## Request
Rewrite the rows starting at the first one and ending at the line that contains "[238,161,277,276]", swapping "scene" for "frame" and leaving everything else as it is.

## Available records
## Begin
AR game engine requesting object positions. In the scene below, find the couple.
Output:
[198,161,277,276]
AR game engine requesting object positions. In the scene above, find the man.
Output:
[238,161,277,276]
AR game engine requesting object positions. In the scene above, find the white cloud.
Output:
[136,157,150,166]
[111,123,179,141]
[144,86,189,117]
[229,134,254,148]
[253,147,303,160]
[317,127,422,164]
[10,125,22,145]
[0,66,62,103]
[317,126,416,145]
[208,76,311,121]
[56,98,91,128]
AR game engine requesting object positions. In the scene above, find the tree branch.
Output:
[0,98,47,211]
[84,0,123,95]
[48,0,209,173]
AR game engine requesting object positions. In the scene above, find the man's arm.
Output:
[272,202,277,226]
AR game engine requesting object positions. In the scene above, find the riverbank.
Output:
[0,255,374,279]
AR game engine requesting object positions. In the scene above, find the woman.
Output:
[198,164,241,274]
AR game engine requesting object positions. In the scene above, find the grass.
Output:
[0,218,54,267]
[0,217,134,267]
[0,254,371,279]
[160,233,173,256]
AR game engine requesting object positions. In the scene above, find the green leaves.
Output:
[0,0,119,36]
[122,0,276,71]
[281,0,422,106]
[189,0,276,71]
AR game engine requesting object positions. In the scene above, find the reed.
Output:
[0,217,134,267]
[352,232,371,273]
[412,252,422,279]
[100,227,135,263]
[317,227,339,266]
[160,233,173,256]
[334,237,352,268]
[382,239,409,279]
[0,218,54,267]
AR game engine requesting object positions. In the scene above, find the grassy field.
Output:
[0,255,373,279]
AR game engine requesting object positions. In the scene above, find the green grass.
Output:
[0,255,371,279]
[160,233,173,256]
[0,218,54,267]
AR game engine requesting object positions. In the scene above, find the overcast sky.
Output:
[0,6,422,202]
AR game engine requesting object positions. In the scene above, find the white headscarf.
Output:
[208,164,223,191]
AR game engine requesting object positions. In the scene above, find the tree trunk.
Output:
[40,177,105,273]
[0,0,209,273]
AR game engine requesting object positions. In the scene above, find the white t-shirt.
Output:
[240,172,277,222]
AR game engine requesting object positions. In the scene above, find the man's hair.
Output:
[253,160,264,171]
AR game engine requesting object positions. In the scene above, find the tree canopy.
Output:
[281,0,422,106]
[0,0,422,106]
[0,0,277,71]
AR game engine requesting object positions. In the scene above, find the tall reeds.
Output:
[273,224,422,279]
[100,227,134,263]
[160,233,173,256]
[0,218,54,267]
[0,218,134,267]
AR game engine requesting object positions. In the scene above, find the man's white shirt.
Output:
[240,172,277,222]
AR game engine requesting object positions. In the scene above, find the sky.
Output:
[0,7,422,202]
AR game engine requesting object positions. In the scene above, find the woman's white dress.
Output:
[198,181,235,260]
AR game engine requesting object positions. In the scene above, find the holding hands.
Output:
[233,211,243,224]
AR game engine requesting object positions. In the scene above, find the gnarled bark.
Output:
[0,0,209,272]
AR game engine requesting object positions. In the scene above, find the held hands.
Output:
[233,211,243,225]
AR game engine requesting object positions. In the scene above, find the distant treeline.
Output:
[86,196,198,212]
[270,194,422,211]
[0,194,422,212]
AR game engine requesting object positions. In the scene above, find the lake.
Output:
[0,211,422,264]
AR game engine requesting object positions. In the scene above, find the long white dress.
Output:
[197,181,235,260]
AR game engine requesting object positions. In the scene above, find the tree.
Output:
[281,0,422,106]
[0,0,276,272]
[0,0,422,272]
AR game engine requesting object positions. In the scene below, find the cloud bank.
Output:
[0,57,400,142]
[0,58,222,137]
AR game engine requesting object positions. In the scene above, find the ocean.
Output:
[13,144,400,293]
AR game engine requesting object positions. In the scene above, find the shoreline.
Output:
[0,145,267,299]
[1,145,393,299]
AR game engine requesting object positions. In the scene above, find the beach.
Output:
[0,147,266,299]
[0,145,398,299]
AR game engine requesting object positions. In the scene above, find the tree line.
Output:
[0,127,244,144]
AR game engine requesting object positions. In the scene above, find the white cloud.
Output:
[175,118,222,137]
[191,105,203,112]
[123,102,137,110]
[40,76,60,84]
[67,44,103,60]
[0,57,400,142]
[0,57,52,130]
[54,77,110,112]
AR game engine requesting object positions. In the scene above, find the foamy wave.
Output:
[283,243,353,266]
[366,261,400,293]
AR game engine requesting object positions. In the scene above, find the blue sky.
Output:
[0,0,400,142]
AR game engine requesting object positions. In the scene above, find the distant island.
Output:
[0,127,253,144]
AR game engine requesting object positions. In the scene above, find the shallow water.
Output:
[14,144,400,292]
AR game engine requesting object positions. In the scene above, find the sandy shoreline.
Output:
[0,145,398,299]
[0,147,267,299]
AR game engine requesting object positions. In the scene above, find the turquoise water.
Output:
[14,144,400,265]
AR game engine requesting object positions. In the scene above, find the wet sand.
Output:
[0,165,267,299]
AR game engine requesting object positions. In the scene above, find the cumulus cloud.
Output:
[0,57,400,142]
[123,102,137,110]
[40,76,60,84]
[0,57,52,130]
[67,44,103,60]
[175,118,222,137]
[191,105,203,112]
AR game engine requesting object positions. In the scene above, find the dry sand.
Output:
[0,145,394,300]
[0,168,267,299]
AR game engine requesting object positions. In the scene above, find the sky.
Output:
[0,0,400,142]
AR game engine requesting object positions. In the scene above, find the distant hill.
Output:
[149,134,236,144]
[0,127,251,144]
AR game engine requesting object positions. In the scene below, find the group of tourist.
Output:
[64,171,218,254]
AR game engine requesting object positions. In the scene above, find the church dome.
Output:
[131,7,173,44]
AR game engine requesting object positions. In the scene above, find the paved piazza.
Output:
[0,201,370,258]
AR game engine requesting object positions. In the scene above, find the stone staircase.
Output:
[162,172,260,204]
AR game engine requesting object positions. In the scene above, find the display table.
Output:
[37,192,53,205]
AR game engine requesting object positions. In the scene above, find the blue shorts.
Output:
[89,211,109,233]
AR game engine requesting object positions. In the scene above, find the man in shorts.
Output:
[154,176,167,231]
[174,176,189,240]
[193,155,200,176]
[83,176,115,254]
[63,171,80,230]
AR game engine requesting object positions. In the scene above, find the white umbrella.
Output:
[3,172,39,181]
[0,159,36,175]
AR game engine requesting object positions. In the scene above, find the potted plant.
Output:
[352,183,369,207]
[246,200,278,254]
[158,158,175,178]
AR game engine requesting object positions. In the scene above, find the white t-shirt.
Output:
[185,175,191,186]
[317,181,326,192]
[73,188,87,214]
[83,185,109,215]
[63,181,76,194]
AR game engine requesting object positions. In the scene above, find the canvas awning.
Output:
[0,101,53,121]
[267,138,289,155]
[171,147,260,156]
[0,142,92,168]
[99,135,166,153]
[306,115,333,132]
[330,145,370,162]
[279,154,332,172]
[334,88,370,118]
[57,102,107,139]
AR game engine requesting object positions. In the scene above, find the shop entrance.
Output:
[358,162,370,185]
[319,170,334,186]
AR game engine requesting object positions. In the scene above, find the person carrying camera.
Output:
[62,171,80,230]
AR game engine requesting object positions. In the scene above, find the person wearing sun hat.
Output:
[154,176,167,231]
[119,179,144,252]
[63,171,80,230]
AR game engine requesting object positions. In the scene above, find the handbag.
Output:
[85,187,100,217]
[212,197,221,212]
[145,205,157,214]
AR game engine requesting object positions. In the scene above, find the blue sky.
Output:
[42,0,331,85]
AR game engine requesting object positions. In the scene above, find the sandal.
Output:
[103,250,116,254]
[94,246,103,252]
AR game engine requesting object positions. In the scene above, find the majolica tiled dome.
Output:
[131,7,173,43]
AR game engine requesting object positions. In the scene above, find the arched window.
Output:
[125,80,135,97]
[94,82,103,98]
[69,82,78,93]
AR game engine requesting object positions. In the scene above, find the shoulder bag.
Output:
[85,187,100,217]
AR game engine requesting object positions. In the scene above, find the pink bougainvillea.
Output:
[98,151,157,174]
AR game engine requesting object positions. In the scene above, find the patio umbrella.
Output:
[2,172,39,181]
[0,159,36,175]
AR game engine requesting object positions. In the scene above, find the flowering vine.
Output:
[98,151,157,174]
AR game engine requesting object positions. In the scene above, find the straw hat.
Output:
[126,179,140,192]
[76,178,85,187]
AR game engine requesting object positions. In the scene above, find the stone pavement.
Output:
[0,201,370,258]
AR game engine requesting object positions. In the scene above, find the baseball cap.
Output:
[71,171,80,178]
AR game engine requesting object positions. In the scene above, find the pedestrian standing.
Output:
## End
## Task result
AR game engine requesting object positions. In the frame below, find the couple.
Output:
[198,161,277,276]
AR game engine requesting object positions. In the frame above, find the man.
Output:
[238,161,277,276]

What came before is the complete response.